- [取り組む問題]
(a) 怖い話を面白い話にする記事では、Bの嘘の期間を「一か月」から何に変えましたか。
(b) 怖い話を面白い話にする記事から、「そして「Bの嘘」が怖すぎたの」で始まり「ど怖くはない」話に改稿した。」で終わる部分を、そのまま書き写してください。
═════ 読む文章
【Part2】「怖い話」を緩和していけば「面白い話」になるのか?
「面白い」と「怖い」は紙一重である。
……的な話から始めた、「怖い話のチューニングを緩めて面白い話にしよう!」の記事です。今日は。ちなみに前回の記事はこれ。↓
結論から言います。「分かりません」。
「面白い」と「怖い」はほぼ同じ軸にあるのは間違いないはずなのよ。マジでそれだけは確かなの。
とはいえ、どちらにしても「面白い話」にしようと思ったらある程度のユーモア力が必要なのね。それがどうやら私にはないらしいのよ。なんかごめん。
まあ言い訳ばかりしててもアレなので、今回やったことをお伝えします。
まずは前回の「怖い話」のあらすじをざっくり説明。登場人物は、AとB。二人とも男性で、親友同士。ゾンビパニックになった世界から逃れて、食料庫で一か月一緒に過ごしている。暇なのでしょうもない会話をして時間を潰す。Bはたまに危険な外に出て、水やら酒やら食料庫には無い物を拾ってきて、Aはそれをありがたく受け取っていた。しかし、ひょんなきっかけで「外にゾンビが溢れかえっている」というのはBの嘘であったことが判明する。Bは、Aが事故にあって義足になってしまったことや、自身が会社をクビになってしまうことなどを理由にAと心中しようと決めていた。その前にAと二人で思う存分語り合うためにこんな嘘をついたと説明する。必死に逃げようとするAだが、扉は開かない。「俺達、親友だろ?」というBの言葉でおしまい。
というストーリーにしてあった。
次に、このストーリーの「怖い部分」を探す。
このストーリーで怖い要素はおそらく「Bの嘘」と「オチ」。二人死んでるっぽいオチにしてるからね。創作の中とはいえすぐ人を殺すのは良くないわな。
なので、まず「オチ」を二人が生存するルートへ。オチに向かわせるための伏線だったAの情報「義足」を消す。それに伴って「100万円あったらどうするか」という質問に対するAの答えが「義足」の伏線になっていたので、そこもまるっと変更。
そして「Bの嘘」が怖すぎたので緩くする。期間が一か月と長かったので、「一日」に変更。それに伴って舞台も「食料庫」から「資材置き場」に変更。嘘をついた理由も変更。「Aに対する重い愛」から「ただのドッキリ」に。Aへの愛を思わせる伏線「100万円でもあげる」という情報を差し替え。
とはいえ、変えすぎも面白くないなと思ったので、「酒」に関するエピソードはほとんど残すことにする。かなり無理やりねじ込む。
と、いった具合に、「怖い要素」を少しずつ緩めることで、「おおよそのストーリーは一緒だけど怖くはない」話に改稿した。
══════════
═════ 提供情報
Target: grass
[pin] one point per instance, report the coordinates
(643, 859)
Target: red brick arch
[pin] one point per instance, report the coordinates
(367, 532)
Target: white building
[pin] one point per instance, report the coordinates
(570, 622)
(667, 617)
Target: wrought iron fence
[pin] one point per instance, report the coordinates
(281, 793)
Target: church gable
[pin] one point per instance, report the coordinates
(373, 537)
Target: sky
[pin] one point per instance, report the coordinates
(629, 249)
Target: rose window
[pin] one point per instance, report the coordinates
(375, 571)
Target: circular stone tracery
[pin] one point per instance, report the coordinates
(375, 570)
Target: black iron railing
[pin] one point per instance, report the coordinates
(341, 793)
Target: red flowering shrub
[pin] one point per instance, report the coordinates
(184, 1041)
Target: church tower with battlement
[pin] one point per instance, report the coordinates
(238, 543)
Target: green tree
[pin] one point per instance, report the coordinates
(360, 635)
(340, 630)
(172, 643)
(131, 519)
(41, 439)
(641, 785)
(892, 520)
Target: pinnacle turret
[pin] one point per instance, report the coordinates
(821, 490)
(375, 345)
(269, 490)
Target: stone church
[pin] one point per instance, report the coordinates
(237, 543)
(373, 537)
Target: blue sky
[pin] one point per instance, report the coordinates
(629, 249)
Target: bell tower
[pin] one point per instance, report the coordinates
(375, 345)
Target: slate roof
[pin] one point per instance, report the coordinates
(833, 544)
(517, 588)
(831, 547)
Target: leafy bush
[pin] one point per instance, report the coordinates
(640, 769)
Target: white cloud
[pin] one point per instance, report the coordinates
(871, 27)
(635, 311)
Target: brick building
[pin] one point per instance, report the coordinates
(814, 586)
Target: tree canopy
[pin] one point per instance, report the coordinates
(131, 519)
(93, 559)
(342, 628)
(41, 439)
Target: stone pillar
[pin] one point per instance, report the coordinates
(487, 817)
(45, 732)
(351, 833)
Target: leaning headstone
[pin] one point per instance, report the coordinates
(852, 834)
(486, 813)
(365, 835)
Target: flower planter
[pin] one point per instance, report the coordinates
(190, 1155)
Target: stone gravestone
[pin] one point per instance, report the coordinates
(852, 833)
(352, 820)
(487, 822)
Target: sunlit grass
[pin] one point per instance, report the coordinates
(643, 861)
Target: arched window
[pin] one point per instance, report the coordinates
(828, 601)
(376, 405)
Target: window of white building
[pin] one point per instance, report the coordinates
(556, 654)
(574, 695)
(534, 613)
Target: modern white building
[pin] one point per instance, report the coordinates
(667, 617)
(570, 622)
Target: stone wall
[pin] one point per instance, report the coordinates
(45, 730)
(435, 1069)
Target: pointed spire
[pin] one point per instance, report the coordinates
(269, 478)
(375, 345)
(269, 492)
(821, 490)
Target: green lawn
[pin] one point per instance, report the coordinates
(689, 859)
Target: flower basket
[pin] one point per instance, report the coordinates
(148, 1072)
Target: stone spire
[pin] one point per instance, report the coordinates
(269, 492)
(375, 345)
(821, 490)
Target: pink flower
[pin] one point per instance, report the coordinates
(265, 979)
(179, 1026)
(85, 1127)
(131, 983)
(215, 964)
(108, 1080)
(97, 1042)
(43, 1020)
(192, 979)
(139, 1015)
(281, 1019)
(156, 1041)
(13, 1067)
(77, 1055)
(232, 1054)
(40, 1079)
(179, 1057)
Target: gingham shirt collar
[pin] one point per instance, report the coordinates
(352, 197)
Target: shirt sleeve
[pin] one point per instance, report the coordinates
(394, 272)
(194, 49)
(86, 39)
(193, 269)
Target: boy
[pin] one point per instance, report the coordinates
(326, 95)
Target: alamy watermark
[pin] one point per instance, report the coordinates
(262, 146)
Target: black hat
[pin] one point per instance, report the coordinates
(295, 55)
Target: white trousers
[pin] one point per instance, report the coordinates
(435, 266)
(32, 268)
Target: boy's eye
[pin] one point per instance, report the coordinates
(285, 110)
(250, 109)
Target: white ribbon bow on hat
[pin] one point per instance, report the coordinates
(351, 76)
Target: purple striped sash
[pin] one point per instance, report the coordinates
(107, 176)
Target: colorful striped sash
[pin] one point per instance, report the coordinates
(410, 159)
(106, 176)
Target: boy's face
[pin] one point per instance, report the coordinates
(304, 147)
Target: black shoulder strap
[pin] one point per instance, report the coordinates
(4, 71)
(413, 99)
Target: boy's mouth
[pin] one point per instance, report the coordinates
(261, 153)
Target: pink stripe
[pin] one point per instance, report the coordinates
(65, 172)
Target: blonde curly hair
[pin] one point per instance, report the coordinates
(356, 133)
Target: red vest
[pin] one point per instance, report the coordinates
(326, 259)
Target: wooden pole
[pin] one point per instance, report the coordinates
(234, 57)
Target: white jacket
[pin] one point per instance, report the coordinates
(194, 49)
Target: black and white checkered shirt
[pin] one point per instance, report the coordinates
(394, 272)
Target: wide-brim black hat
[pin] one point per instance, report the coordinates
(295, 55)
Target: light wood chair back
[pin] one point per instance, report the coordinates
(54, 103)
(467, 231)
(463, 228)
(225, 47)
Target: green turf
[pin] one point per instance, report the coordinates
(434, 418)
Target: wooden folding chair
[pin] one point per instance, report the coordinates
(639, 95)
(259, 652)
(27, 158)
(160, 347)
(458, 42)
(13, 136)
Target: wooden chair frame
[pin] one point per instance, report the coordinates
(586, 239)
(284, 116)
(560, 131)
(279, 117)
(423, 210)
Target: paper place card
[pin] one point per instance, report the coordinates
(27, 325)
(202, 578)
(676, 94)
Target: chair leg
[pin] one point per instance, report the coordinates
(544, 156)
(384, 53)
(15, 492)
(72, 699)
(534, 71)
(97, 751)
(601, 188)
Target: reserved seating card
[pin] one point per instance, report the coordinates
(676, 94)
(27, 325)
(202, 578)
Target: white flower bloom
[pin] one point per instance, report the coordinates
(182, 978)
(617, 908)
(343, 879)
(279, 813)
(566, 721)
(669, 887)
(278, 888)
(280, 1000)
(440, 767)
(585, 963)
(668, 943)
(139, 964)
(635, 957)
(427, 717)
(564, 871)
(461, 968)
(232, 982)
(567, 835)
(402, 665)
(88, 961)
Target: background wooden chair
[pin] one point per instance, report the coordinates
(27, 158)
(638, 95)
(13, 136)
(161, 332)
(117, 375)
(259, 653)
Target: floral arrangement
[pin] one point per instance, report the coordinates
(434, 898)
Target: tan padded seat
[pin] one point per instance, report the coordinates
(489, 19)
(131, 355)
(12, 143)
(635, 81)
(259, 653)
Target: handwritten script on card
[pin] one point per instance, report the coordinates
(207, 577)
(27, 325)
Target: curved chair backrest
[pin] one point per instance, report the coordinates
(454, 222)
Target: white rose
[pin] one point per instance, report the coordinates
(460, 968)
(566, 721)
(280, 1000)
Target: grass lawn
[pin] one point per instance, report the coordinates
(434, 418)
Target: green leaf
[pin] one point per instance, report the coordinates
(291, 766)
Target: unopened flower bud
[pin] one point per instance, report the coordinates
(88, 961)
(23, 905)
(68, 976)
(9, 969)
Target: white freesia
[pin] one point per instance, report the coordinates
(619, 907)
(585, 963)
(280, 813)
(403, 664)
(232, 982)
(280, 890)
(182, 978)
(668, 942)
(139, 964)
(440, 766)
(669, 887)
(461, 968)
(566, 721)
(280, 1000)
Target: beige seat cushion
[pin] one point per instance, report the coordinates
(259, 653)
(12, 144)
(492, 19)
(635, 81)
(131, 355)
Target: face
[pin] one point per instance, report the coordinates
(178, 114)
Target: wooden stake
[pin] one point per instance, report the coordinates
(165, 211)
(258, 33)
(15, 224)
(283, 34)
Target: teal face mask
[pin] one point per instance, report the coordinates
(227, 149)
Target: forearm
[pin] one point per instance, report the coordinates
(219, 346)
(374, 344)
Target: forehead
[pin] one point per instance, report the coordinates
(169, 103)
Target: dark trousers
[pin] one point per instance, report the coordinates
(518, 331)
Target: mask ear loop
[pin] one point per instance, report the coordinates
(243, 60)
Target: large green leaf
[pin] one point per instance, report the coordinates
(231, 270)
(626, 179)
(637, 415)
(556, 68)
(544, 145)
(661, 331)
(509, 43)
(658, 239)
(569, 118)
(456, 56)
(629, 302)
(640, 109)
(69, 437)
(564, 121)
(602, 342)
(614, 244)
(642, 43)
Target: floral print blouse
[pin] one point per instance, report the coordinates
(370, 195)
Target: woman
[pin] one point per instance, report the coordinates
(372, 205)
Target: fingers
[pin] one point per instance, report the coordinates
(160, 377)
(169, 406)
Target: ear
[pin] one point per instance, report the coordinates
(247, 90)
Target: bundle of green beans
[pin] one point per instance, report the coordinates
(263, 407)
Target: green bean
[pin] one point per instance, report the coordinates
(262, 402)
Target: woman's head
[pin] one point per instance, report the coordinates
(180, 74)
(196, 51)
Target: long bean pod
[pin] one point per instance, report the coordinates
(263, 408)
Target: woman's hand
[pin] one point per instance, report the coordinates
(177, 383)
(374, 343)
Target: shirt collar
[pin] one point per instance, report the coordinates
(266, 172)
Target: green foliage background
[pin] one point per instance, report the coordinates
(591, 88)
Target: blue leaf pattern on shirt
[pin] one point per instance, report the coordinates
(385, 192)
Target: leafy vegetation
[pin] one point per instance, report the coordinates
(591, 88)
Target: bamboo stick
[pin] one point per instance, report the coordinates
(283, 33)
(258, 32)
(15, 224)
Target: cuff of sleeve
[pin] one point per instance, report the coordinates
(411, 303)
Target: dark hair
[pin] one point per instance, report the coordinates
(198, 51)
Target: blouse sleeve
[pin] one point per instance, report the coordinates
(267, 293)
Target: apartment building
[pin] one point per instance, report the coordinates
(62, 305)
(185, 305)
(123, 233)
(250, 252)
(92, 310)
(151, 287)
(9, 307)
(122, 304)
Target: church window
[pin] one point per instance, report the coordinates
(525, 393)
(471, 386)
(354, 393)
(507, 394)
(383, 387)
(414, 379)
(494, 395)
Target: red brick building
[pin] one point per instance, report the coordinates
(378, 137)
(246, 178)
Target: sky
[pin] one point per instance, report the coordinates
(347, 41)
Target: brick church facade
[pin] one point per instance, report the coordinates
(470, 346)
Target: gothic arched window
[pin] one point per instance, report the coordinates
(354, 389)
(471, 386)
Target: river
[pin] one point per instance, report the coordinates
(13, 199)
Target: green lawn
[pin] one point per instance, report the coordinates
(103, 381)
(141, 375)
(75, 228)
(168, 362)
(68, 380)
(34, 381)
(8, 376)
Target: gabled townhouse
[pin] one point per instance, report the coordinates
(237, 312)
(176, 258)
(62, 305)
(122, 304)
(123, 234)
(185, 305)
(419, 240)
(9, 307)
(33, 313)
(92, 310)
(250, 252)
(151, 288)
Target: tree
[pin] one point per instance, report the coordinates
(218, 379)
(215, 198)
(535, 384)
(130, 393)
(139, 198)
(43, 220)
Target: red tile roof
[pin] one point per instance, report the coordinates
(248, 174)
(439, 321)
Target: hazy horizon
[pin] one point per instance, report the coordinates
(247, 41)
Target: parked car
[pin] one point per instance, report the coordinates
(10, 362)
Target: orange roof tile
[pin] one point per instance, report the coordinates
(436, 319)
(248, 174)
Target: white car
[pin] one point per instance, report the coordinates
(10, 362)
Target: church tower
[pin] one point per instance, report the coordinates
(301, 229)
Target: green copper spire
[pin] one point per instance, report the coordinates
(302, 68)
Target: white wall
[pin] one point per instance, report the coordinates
══════════
- [答えの一覧]
(a) 「一日」に変えました。

(b)
そして「Bの嘘」が怖すぎたので緩くする。期間が一か月と長かったので、「一日」に変更。それに伴って舞台も「食料庫」から「資材置き場」に変更。嘘をついた理由も変更。「Aに対する重い愛」から「ただのドッキリ」に。Aへの愛を思わせる伏線「100万円でもあげる」という情報を差し替え。
とはいえ、変えすぎも面白くないなと思ったので、「酒」に関するエピソードはほとんど残すことにする。かなり無理やりねじ込む。
と、いった具合に、「怖い要素」を少しずつ緩めることで、「おおよそのストーリーは一緒だけど怖くはない」話に改稿した。